▶ Aim of the exercise: Take down each entry exactly as written.

Dataset records about object locations
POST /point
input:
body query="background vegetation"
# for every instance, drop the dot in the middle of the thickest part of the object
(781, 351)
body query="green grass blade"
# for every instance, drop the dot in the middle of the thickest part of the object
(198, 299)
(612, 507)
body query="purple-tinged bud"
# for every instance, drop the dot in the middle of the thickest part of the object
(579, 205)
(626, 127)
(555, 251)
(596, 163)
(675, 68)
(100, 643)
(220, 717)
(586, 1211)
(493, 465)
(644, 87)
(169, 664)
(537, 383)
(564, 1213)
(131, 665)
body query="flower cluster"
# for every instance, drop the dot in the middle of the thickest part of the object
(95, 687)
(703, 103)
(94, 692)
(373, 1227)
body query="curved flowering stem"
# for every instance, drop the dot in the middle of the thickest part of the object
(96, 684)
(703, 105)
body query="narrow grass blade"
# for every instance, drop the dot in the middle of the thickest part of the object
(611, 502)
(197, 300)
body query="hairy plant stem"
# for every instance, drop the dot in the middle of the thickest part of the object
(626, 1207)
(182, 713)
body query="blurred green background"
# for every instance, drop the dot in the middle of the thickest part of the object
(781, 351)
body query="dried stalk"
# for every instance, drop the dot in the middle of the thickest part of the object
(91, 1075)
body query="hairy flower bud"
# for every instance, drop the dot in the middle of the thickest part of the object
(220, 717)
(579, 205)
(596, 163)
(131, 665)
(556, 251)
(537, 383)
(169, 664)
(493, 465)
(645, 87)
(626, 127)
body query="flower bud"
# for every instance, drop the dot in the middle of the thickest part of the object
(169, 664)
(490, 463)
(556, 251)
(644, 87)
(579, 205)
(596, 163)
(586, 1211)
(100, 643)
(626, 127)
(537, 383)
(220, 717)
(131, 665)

▶ Response to this exercise:
POST /point
input:
body query="background vegetation"
# for every instance, drop the dot in the middle of the thickest part of the object
(781, 351)
body query="green grass blade"
# for every instance, drop the dot in the middle of the thickest part of the object
(198, 299)
(612, 507)
body query="purple-tinged bud"
# for every instance, drop the dot in the middle of the thickest part of the object
(579, 205)
(626, 127)
(555, 251)
(596, 163)
(675, 68)
(100, 643)
(220, 717)
(586, 1211)
(493, 465)
(644, 87)
(169, 664)
(537, 383)
(564, 1213)
(131, 665)
body query="flower cluster"
# for every instance, drop the dot in the middle of the thickest part of the object
(95, 687)
(703, 103)
(94, 692)
(373, 1227)
body query="curved flowering stem"
# for every instance, drop the dot in the middle of the thickest part of the object
(96, 684)
(703, 105)
body query="narrow grass blade"
# for every instance, drop the dot in the middle of the thickest part of the object
(611, 502)
(197, 300)
body query="hairy plant stem"
# for every instance, drop the dot in the middle of the thickest part of the object
(626, 1207)
(182, 713)
body query="blurred green background"
# for every instance, drop the dot in the middle of the thickest part of the object
(781, 351)
body query="dried stalk"
# for every instance, drop the dot in the middle of the thickest part of the object
(91, 1075)
body query="hairy flower bud"
# for every instance, drop the dot in the middle of the thickest part of the object
(220, 717)
(579, 205)
(596, 163)
(131, 665)
(556, 251)
(537, 383)
(169, 664)
(493, 465)
(645, 87)
(626, 127)
body query="flower bud"
# for every instance, drop the dot in the middle of the thickest part of the object
(169, 664)
(490, 463)
(556, 251)
(644, 87)
(579, 205)
(596, 163)
(586, 1211)
(100, 643)
(626, 127)
(537, 383)
(220, 717)
(131, 665)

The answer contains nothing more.